[Raw data]:
_ _ _ _ _ _ _

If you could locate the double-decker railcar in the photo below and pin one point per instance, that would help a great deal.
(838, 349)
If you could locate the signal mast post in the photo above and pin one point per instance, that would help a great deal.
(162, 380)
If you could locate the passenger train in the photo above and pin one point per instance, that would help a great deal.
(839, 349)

_ _ _ _ _ _ _

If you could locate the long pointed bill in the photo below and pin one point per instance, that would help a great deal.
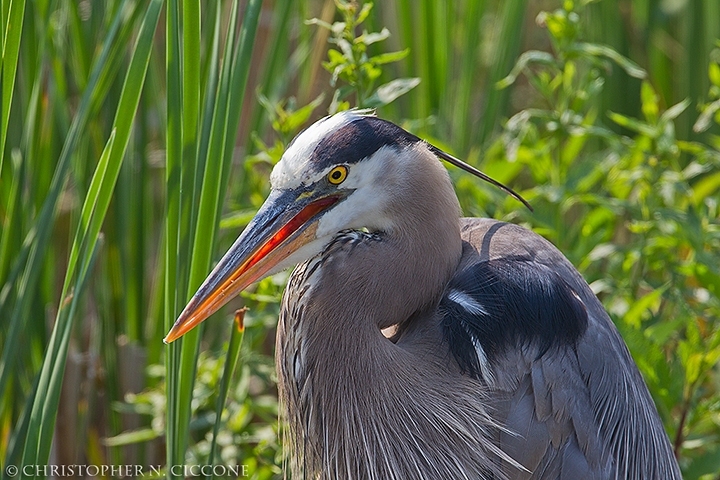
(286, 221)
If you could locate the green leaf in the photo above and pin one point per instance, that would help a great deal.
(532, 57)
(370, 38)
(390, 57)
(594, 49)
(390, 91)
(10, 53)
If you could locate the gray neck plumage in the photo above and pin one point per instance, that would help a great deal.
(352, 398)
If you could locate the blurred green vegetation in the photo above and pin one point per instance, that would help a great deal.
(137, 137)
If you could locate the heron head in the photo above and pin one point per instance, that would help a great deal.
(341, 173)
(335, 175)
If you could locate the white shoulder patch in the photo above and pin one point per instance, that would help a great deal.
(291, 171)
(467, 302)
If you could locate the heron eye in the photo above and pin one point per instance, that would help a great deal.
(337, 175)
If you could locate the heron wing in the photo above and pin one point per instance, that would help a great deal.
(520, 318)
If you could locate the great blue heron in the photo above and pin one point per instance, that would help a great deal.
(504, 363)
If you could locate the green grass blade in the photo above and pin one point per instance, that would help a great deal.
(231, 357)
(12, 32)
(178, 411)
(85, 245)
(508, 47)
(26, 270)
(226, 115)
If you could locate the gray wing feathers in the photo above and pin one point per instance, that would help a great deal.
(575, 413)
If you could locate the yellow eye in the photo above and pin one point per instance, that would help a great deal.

_ _ _ _ _ _ _

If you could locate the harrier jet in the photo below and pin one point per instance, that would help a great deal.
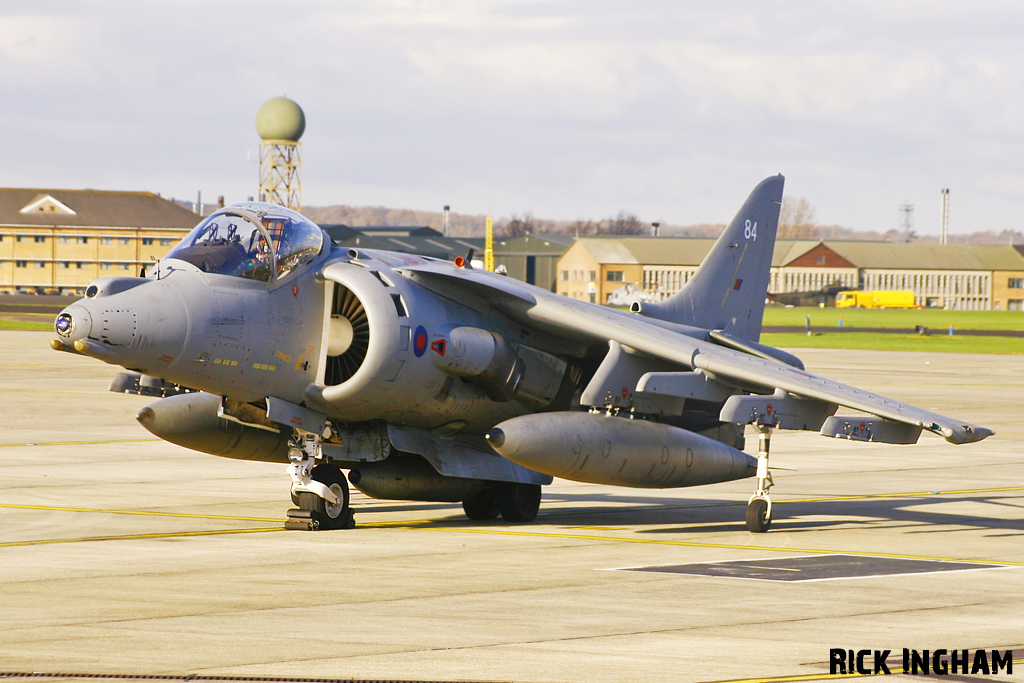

_ _ _ _ _ _ _

[Objective]: Print the lines of the listing from the line containing "If you could locate the gray neck" up to and including the line containing "If you could locate the yellow", reproducing each one without any change.

[Exercise output]:
If you could locate the gray neck plumage in the photo above and pin one point per instance, that would help a great deal.
(352, 398)
If you could locate the blurred green vegetation in the photo above and pin one point per instance, that would help a great deal.
(137, 137)
If you could locate the heron head in the photo above and pin one point per instance, that would help a great deal.
(341, 173)
(335, 175)
If you could locate the white shoulder patch in the photo above and pin one point per instance, that would help a great deal.
(291, 171)
(467, 302)
If you could locate the heron eye in the photo above and pin one point per instance, that would help a great deal.
(337, 175)
If you could locate the heron wing in the photo above and pin one point per instance, that would help a great deal.
(520, 318)
If you could locate the great blue heron in the photo above and pin one point per instance, that would help a great deal.
(504, 363)
If you could locate the green grass blade in the photo above and pin one point per instance, that would help a great deal.
(231, 357)
(12, 32)
(178, 411)
(85, 245)
(508, 47)
(26, 270)
(226, 115)
If you could locate the gray wing feathers in the photo above and pin one point per instance, that would help a great deal.
(575, 413)
If you could locate the yellow eye in the photo above and pin one point per instance, that would help a great deal.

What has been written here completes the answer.